DATA FOR PROCESSING:
****************************************
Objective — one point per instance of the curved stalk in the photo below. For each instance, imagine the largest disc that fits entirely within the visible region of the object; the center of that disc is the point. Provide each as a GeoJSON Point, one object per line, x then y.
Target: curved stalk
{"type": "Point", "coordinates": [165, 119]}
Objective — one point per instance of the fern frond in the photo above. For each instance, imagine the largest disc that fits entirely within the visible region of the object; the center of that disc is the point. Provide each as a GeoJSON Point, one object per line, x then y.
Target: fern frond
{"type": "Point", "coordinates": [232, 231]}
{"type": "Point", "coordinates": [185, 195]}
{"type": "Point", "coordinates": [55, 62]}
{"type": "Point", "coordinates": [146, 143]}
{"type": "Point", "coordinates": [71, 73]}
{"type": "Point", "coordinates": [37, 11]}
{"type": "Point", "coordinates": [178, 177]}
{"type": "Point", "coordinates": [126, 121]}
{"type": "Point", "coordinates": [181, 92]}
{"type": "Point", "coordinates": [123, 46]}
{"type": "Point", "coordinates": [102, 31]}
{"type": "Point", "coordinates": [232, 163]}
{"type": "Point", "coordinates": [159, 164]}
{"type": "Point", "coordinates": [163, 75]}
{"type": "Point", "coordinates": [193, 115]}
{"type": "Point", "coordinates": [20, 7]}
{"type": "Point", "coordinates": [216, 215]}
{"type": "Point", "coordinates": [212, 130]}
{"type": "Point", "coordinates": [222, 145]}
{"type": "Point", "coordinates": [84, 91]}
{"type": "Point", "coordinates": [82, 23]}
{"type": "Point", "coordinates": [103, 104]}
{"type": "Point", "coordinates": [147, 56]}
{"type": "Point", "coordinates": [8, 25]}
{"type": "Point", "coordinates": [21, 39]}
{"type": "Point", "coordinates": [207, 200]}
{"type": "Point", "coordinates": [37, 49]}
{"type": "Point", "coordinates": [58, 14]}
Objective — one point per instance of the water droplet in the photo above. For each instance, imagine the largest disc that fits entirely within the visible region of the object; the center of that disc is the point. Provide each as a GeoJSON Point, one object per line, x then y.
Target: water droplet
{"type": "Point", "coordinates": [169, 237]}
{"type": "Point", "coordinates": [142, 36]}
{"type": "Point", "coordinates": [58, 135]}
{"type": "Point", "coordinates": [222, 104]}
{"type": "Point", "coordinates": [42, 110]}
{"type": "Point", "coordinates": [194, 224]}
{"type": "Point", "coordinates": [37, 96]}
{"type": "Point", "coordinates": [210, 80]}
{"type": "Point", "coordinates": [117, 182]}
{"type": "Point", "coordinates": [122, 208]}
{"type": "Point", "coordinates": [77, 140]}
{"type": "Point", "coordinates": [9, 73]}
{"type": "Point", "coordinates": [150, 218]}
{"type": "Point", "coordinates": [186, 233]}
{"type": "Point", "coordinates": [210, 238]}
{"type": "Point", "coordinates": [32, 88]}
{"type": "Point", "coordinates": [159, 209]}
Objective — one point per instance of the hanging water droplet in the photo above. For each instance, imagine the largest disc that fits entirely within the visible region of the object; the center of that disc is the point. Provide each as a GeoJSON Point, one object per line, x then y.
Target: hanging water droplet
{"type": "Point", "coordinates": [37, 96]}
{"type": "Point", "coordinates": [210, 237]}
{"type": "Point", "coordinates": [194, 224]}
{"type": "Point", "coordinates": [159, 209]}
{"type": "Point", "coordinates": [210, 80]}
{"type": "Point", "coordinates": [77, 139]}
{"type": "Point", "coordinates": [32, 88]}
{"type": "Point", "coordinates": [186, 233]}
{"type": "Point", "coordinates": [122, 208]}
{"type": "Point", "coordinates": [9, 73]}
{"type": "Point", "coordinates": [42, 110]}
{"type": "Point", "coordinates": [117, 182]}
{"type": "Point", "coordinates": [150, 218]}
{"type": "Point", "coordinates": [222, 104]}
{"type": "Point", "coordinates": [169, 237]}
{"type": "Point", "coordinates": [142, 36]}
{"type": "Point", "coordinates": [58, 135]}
****************************************
PROBLEM TO SOLVE:
An exact copy of every entry is the expected result.

COMPLETED EXERCISE:
Objective — one point per instance of the curved stalk in the photo below. For each instance, imagine the largest disc that fits entirely within the visible region of the object; the center of that disc is the point. Provide each as a GeoJSON Point, one object per line, x then y.
Target: curved stalk
{"type": "Point", "coordinates": [165, 119]}
Objective — one point per instance of the fern frond in the photo above. For each instance, imagine the largest disc that fits entirely within the visible region of the object; the center of that disc is the point. Provide each as a GeoJSON Point, one object per line, x then y.
Target: fern frond
{"type": "Point", "coordinates": [232, 231]}
{"type": "Point", "coordinates": [185, 195]}
{"type": "Point", "coordinates": [55, 62]}
{"type": "Point", "coordinates": [146, 143]}
{"type": "Point", "coordinates": [71, 73]}
{"type": "Point", "coordinates": [37, 11]}
{"type": "Point", "coordinates": [178, 177]}
{"type": "Point", "coordinates": [126, 121]}
{"type": "Point", "coordinates": [181, 92]}
{"type": "Point", "coordinates": [123, 46]}
{"type": "Point", "coordinates": [102, 31]}
{"type": "Point", "coordinates": [232, 163]}
{"type": "Point", "coordinates": [159, 164]}
{"type": "Point", "coordinates": [163, 75]}
{"type": "Point", "coordinates": [193, 115]}
{"type": "Point", "coordinates": [20, 7]}
{"type": "Point", "coordinates": [216, 215]}
{"type": "Point", "coordinates": [212, 130]}
{"type": "Point", "coordinates": [222, 145]}
{"type": "Point", "coordinates": [84, 91]}
{"type": "Point", "coordinates": [82, 23]}
{"type": "Point", "coordinates": [103, 104]}
{"type": "Point", "coordinates": [147, 56]}
{"type": "Point", "coordinates": [8, 25]}
{"type": "Point", "coordinates": [21, 39]}
{"type": "Point", "coordinates": [207, 200]}
{"type": "Point", "coordinates": [37, 49]}
{"type": "Point", "coordinates": [58, 14]}
Objective — one point per instance of the water droplet in the photo above. For each instance, imagine the largest disc that fits entirely within the visible region of the object; the center of that disc is the point. Provide each as a GeoJSON Point, one object per line, x then y.
Target: water droplet
{"type": "Point", "coordinates": [169, 237]}
{"type": "Point", "coordinates": [142, 36]}
{"type": "Point", "coordinates": [58, 135]}
{"type": "Point", "coordinates": [222, 104]}
{"type": "Point", "coordinates": [42, 110]}
{"type": "Point", "coordinates": [194, 224]}
{"type": "Point", "coordinates": [37, 96]}
{"type": "Point", "coordinates": [210, 80]}
{"type": "Point", "coordinates": [117, 182]}
{"type": "Point", "coordinates": [122, 208]}
{"type": "Point", "coordinates": [77, 140]}
{"type": "Point", "coordinates": [9, 73]}
{"type": "Point", "coordinates": [150, 218]}
{"type": "Point", "coordinates": [186, 233]}
{"type": "Point", "coordinates": [210, 238]}
{"type": "Point", "coordinates": [32, 88]}
{"type": "Point", "coordinates": [159, 209]}
Objective — one point per instance of the hanging water droplet in the photo above. For each instance, imagine the largest disc that fits entirely within the visible region of the object; the center of that disc is the point. Provide each as a GeoJSON Point, one object per line, x then y.
Target: hanging water droplet
{"type": "Point", "coordinates": [37, 96]}
{"type": "Point", "coordinates": [210, 237]}
{"type": "Point", "coordinates": [194, 224]}
{"type": "Point", "coordinates": [159, 209]}
{"type": "Point", "coordinates": [210, 80]}
{"type": "Point", "coordinates": [77, 139]}
{"type": "Point", "coordinates": [32, 88]}
{"type": "Point", "coordinates": [186, 233]}
{"type": "Point", "coordinates": [122, 208]}
{"type": "Point", "coordinates": [9, 73]}
{"type": "Point", "coordinates": [42, 110]}
{"type": "Point", "coordinates": [117, 182]}
{"type": "Point", "coordinates": [150, 218]}
{"type": "Point", "coordinates": [222, 104]}
{"type": "Point", "coordinates": [169, 237]}
{"type": "Point", "coordinates": [142, 36]}
{"type": "Point", "coordinates": [58, 135]}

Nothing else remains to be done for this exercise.